━━ ESTRATTO DELLA PAGINA ━━

Nel 1954 la miniaturizzazione partoriva il primo importante risultato: la radiolina portatile Regency TR1, un grande successo commerciale (la gente cominciò a poter ascoltare musica e trasmissioni radiofoniche per strada o allo stadio).
[A sinistra: La prima radio portatile (1954)]
A quell’epoca però i transistor erano ancora troppo grandi e complicati per poter essere usati efficacemente per altri scopi, come per esempio il calcolo o l’elaborazione dei dati, richiedendo infatti questa applicazione grandi numeri di transistor e complesse connessioni elettriche tra di loro.
Una seconda rivoluzione nell’era microelettronica avvenne alla fine degli anni Cinquanta del secolo scorso, con l’introduzione di un nuovo dispositivo, il circuito integrato, e di una nuova tipologia di transistor, detto MOSFET (da Metal-Oxide Semiconductor Field Effect Transistor).
Questa invenzione è dovuta a due persone che giunsero più o meno allo stesso tempo, e in modo indipendente, alla stessa idea, Jack Kilby e Robert Noyce. Anziché costruire transistor e connetterli con fili elettrici, ebbero l’idea di fabbricare i transistor direttamente su una fetta di silicio cristallino puro (il silicio nel frattempo aveva sostituito il germanio), depositando uno strato sottile di un isolante, l’ossido di silicio, e un elettrodo metallico.
Tutto sulla stessa piattaforma, il wafer o fetta di silicio. Questo richiedeva però di disegnare e ricavare i transistor sul wafer mediante delle tecniche di fotolitografia, usate ancora oggi per la produzione di circuiti integrati. Kilby ha visto riconosciuto i suoi importanti contributi in questo settore con il premio Nobel assegnatogli nel 2000, riconoscimento che non è potuto andare a Noyce, scomparso nel 1990.

━━━
━━ RIGHE FORNITE ━━

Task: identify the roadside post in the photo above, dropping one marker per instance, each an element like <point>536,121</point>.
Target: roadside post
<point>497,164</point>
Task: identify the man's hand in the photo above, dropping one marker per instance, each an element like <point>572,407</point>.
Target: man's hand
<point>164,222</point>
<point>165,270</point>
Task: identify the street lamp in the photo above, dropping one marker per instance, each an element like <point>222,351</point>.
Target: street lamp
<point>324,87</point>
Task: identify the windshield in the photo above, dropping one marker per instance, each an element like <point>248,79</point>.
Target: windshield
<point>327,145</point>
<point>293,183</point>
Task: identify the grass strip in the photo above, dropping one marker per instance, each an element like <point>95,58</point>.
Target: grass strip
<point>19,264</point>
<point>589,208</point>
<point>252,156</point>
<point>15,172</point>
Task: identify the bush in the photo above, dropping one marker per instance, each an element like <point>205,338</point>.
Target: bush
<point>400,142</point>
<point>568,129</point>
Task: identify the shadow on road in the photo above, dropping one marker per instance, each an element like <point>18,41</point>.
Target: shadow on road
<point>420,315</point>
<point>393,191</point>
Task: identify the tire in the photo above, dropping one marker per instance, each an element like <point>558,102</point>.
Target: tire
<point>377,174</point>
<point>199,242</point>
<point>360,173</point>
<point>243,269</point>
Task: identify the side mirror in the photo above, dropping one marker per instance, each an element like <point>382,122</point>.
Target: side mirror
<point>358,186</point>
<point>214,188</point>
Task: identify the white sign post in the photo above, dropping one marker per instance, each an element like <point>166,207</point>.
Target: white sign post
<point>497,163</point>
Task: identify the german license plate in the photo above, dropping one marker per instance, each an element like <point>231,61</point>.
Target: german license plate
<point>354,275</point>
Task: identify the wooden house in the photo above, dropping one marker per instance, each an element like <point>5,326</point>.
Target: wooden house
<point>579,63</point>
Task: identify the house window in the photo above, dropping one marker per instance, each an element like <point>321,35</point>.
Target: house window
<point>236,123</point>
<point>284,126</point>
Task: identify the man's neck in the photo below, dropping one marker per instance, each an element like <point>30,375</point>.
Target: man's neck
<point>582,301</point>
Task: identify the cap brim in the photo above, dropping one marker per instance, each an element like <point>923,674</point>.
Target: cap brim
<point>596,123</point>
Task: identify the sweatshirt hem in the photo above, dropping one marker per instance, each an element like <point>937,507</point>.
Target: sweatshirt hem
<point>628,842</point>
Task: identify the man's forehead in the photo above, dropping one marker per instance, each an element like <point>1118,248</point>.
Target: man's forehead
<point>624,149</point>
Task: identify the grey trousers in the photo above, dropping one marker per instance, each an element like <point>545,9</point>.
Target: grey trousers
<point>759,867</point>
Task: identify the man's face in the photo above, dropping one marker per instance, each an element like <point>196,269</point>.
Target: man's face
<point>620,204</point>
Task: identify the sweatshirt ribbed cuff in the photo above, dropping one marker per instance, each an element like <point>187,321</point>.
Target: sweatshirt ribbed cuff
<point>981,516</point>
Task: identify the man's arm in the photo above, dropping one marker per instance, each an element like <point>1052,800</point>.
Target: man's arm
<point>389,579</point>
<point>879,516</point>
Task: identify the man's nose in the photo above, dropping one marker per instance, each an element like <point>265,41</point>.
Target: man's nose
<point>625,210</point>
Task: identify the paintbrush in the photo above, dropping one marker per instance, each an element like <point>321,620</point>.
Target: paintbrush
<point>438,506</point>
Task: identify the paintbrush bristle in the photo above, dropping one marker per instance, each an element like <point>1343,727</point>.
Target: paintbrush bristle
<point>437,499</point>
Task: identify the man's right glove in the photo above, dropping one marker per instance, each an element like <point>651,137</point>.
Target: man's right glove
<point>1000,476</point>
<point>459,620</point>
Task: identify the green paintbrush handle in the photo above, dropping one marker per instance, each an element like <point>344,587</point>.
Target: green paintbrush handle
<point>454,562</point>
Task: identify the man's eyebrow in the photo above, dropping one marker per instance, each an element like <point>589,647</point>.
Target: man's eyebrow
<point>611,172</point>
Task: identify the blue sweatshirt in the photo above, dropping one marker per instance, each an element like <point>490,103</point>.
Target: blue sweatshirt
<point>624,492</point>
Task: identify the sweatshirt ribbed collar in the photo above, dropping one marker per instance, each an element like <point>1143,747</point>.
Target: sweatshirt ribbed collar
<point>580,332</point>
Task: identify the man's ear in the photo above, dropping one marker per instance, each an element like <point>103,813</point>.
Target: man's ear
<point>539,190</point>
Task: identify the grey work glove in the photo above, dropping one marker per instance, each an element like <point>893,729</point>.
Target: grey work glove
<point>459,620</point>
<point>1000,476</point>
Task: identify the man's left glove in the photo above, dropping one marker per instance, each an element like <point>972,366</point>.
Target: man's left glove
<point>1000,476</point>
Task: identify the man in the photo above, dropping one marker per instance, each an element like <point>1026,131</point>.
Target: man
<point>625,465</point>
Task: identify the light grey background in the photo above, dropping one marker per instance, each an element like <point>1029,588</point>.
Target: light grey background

━━━

ESERCIZI PROPOSTI:
(1) Traduci in inglese questa frase dell'estratto sulla storia del transistor: «Questa invenzione è dovuta a due persone che giunsero più o meno allo stesso tempo, e in modo indipendente, alla stessa idea, Jack Kilby e Robert Noyce.»
(2) Riporta senza modifiche il brano dell'estratto sulla storia del transistor che si apre con le parole contenenti «Una seconda rivoluzione» e si chiude con «un elettrodo metallico.».
Le righe provengono da una fonte diversa da quella del testo.

SOLUZIONI:
(1) This invention is due to two people who arrived at the same idea at more or less the same time, and independently: Jack Kilby and Robert Noyce.

(2)
Una seconda rivoluzione nell’era microelettronica avvenne alla fine degli anni Cinquanta del secolo scorso, con l’introduzione di un nuovo dispositivo, il circuito integrato, e di una nuova tipologia di transistor, detto MOSFET (da Metal-Oxide Semiconductor Field Effect Transistor).
Questa invenzione è dovuta a due persone che giunsero più o meno allo stesso tempo, e in modo indipendente, alla stessa idea, Jack Kilby e Robert Noyce. Anziché costruire transistor e connetterli con fili elettrici, ebbero l’idea di fabbricare i transistor direttamente su una fetta di silicio cristallino puro (il silicio nel frattempo aveva sostituito il germanio), depositando uno strato sottile di un isolante, l’ossido di silicio, e un elettrodo metallico.